======== SUPPLIED MATERIAL
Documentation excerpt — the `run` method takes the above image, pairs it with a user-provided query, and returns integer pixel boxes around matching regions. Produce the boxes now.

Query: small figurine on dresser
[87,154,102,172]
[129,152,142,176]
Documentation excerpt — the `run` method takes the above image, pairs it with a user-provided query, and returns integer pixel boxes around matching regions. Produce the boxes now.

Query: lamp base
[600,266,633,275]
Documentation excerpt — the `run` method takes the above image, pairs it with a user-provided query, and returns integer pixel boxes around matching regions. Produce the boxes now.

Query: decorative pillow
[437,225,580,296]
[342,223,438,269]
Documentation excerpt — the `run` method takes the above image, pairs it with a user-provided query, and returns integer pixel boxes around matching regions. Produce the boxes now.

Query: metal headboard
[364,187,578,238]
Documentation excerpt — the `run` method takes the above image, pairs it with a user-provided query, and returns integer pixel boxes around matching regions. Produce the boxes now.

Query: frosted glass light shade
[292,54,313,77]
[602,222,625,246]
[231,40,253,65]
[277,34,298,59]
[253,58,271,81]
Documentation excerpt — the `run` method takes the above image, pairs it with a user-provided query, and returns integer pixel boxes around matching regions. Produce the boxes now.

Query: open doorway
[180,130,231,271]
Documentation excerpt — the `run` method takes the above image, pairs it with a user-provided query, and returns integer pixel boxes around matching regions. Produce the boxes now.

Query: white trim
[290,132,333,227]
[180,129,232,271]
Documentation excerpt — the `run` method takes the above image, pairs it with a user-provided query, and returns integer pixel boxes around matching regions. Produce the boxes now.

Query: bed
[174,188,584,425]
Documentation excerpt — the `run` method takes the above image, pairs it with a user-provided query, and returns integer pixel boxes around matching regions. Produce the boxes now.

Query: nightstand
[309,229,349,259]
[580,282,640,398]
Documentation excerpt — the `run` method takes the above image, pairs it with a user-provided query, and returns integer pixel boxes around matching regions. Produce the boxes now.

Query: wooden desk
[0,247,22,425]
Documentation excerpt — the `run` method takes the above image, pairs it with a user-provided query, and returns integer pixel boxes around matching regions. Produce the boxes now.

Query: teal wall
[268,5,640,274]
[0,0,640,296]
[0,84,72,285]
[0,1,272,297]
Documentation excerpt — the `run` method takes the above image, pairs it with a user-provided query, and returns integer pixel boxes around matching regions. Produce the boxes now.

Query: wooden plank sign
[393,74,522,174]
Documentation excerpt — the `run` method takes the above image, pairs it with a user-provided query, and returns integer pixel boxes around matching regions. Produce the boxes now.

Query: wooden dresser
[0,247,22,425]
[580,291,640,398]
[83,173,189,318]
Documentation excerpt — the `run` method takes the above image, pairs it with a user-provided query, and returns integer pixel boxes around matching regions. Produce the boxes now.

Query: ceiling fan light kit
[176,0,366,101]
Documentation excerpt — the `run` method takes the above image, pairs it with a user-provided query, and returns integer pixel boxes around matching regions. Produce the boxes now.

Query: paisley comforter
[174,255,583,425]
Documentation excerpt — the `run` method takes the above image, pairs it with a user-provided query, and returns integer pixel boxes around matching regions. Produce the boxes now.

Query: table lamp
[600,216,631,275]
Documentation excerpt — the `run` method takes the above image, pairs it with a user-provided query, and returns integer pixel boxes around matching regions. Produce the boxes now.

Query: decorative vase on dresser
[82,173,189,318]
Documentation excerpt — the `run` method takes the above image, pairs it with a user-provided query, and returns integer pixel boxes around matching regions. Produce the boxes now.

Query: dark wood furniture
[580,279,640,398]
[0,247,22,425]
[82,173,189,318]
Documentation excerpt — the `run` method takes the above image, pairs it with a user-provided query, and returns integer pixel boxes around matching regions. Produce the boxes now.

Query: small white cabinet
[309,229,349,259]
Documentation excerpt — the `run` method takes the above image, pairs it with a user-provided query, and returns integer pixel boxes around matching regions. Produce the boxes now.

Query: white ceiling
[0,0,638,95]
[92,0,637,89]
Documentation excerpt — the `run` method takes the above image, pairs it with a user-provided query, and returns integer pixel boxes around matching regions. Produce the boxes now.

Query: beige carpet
================
======== SUPPLIED MATERIAL
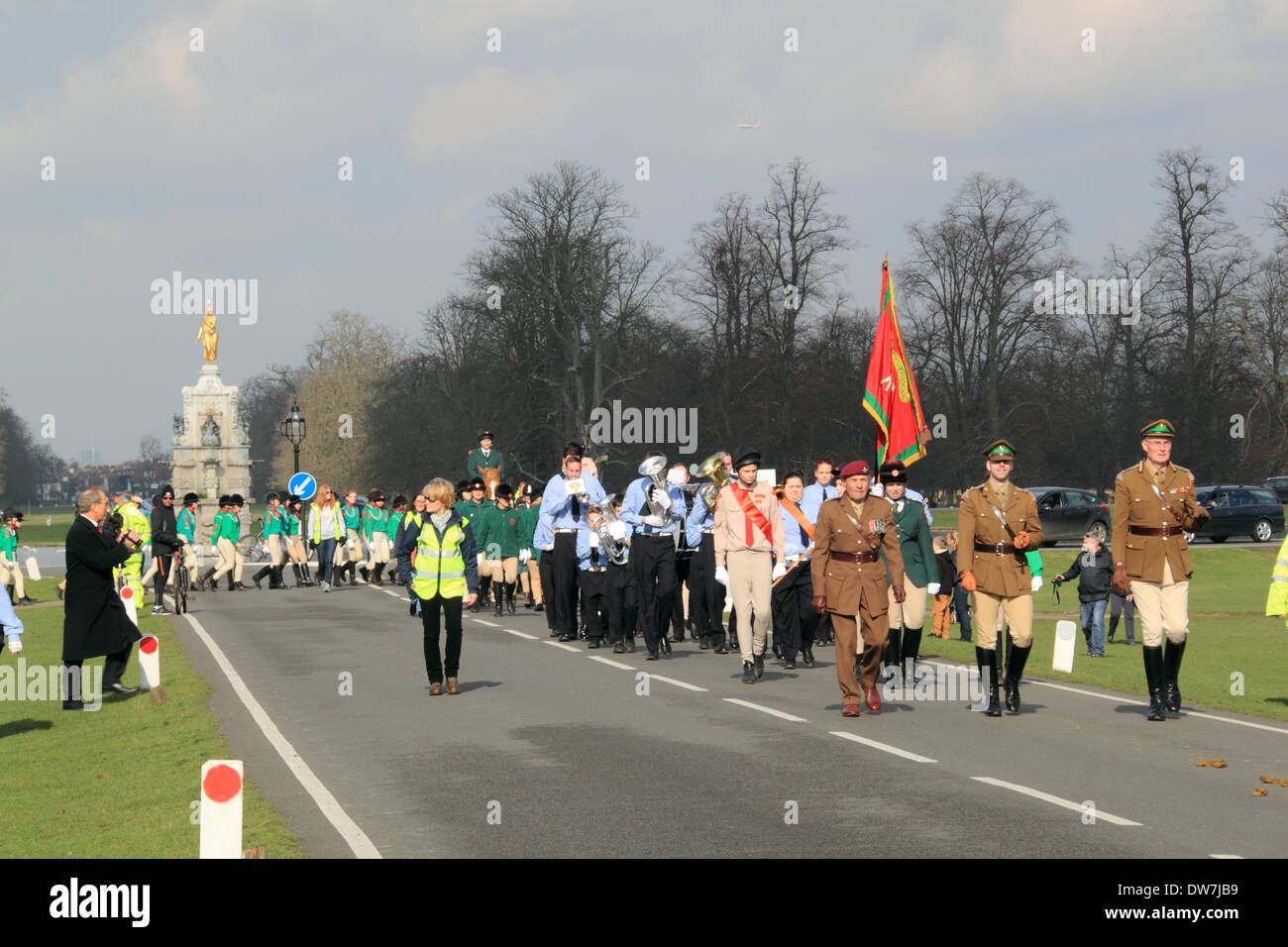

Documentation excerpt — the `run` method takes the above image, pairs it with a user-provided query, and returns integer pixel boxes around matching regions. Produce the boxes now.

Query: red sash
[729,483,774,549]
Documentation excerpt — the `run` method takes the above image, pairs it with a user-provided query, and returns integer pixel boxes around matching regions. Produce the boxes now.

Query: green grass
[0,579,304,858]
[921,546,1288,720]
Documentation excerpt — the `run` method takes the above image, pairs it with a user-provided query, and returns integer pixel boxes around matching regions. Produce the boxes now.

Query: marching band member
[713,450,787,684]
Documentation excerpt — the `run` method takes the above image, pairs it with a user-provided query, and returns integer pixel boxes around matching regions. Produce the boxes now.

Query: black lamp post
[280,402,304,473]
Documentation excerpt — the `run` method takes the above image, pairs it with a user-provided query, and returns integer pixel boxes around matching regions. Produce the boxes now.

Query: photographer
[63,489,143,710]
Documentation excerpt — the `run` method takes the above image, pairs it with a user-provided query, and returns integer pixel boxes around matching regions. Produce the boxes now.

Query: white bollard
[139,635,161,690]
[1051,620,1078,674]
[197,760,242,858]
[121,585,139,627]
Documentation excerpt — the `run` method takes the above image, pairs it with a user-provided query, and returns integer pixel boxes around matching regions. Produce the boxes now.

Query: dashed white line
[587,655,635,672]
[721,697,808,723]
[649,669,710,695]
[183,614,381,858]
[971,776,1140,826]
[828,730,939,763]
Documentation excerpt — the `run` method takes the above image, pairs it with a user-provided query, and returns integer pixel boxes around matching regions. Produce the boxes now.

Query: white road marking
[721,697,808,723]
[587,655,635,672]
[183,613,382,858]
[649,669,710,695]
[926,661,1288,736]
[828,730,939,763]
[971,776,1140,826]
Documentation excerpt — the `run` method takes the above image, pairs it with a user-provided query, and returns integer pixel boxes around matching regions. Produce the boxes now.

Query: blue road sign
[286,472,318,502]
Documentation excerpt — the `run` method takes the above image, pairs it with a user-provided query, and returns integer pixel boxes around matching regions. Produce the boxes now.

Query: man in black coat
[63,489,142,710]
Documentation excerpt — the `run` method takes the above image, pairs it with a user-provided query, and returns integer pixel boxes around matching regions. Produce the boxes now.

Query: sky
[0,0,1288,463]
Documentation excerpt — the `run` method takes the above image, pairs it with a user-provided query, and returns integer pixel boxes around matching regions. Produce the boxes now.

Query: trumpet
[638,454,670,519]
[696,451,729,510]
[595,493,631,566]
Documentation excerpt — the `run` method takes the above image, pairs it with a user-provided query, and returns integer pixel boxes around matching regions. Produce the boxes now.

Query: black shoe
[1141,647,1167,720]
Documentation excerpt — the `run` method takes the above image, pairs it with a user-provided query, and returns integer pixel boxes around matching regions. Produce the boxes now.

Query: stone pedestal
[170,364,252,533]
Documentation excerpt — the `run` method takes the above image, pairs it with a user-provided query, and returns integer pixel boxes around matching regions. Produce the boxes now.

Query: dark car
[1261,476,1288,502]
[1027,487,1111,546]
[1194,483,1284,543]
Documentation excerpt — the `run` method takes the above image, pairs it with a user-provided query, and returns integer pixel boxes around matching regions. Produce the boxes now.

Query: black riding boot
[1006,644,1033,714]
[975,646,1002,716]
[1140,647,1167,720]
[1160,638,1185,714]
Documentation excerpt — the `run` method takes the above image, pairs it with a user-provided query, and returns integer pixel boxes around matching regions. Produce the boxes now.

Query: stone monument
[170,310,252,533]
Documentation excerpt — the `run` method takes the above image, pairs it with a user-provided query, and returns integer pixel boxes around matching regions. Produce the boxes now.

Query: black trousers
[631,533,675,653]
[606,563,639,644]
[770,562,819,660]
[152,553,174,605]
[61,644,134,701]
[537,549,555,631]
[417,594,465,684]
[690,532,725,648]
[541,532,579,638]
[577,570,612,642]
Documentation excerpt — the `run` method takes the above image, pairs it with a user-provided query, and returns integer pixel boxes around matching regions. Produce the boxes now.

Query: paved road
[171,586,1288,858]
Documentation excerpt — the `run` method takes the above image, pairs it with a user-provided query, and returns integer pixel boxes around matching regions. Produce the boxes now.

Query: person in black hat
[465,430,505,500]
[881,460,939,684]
================
OBJECTIVE. From the data above, copy out every line that contains the word "road", keeping each line unchanged and in its original order.

COMPLETE OUTPUT.
Query: white road marking
Query: blue road sign
Query: paved road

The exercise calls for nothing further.